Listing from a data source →
■ ■ ■ ■ ■ ■ ■

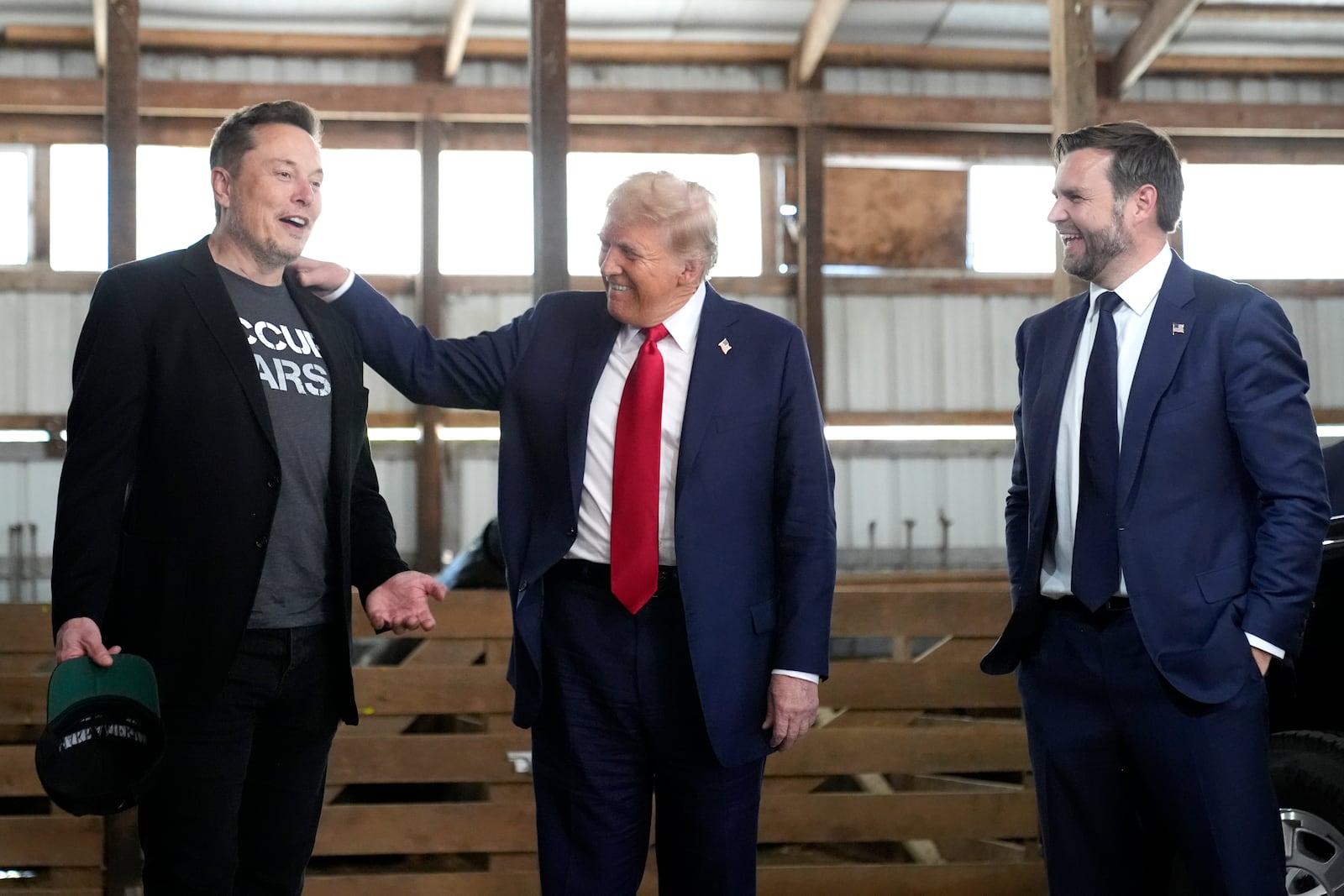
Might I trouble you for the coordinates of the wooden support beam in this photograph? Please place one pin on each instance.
(699, 53)
(1149, 39)
(549, 134)
(812, 43)
(429, 297)
(459, 29)
(1073, 92)
(121, 125)
(381, 107)
(811, 302)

■ ■ ■ ■ ■ ■ ■

Exercise task →
Copy the listing above word for word, leaving out the pictures.

Exercise output →
Might I trouble you for the coordinates of the wooden support beam in this photograph? Please place one pin on each instance.
(699, 53)
(1149, 39)
(549, 134)
(812, 43)
(429, 297)
(459, 29)
(1073, 92)
(121, 125)
(381, 107)
(811, 302)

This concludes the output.